**PROBLEM DETAILS**
Your task is to reproduce exactly the lines from the line with "Reviewer check: make sure each instance of the narrow" through the end of the records below.

**Records from a point labeling set**

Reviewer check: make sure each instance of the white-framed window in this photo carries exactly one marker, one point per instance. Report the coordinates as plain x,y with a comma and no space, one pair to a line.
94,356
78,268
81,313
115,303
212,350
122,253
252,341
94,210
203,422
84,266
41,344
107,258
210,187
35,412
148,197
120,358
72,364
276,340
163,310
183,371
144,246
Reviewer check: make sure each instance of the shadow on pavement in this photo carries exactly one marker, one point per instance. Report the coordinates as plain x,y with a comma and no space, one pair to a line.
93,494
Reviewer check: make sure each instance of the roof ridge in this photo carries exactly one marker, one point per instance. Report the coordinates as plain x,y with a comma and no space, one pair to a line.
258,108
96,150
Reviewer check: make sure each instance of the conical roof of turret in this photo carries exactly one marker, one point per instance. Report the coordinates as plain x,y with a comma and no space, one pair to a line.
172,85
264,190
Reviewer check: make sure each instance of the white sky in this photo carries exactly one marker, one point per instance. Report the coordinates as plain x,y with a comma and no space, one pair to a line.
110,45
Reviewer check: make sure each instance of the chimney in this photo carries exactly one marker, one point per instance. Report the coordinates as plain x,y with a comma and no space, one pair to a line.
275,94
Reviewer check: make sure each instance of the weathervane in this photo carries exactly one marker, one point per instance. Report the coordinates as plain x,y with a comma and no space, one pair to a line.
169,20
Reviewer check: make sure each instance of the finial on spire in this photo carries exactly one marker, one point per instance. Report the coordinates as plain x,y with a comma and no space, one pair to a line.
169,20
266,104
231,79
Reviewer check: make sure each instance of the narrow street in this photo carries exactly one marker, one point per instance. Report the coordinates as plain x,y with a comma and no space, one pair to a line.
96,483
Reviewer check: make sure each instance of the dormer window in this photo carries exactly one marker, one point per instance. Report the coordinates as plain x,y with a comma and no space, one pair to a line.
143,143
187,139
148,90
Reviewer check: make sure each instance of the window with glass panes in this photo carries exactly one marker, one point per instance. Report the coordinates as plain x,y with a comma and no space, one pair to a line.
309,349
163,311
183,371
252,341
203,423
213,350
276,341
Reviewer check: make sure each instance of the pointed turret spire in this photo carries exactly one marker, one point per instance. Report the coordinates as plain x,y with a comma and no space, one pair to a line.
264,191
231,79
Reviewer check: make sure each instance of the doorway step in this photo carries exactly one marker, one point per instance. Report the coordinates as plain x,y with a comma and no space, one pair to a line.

**TASK OUTPUT**
Reviewer check: make sure each instance of the narrow street in this photo carries exactly one marker, one point per instance. Report the coordinates as plain x,y with a comma and no space, one pair to a line.
96,483
Reviewer check: make sure each instance of the dormer window in this photo carries exactly one marker, one point per instance. Report the coordinates as plain x,y with a comma and no space, one pair to a line.
143,143
187,139
148,90
Reviewer check: make sure each instance of the window with glass panes in this photo carries exactly one marker, one point per instance. Report the coordinates as plain x,y with a comma and no space, one pair to a line.
309,349
163,311
183,371
252,341
203,423
213,350
276,341
Reviewer check: make sure each instance of the pointed turret spire in this photo carries exactly one marker, one point per instance. Report the coordinates as plain x,y with a comma and no space, one pair to a line.
264,191
231,79
Reviewer check: make sure each instance of the doorway step in this photo carries exactly one marker, one point per instance. Report the coordinates as plain x,y with a comma and no space, one pair to a line.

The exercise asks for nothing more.